DIRECTIONS
Present the entries below as a Markdown table with two columns, "No." for the row number and "Line" for the line itself, omitting any blank lines.

════

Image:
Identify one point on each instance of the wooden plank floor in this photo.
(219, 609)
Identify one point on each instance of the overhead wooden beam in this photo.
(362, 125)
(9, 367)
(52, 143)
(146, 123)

════

THE REPLY
| No. | Line |
|---|---|
| 1 | Image: |
| 2 | Identify one point on each instance of the wooden plank floor in this photo. |
| 3 | (219, 609) |
| 4 | Identify one point on each instance of the overhead wooden beam in this photo. |
| 5 | (362, 125) |
| 6 | (9, 367) |
| 7 | (52, 143) |
| 8 | (146, 123) |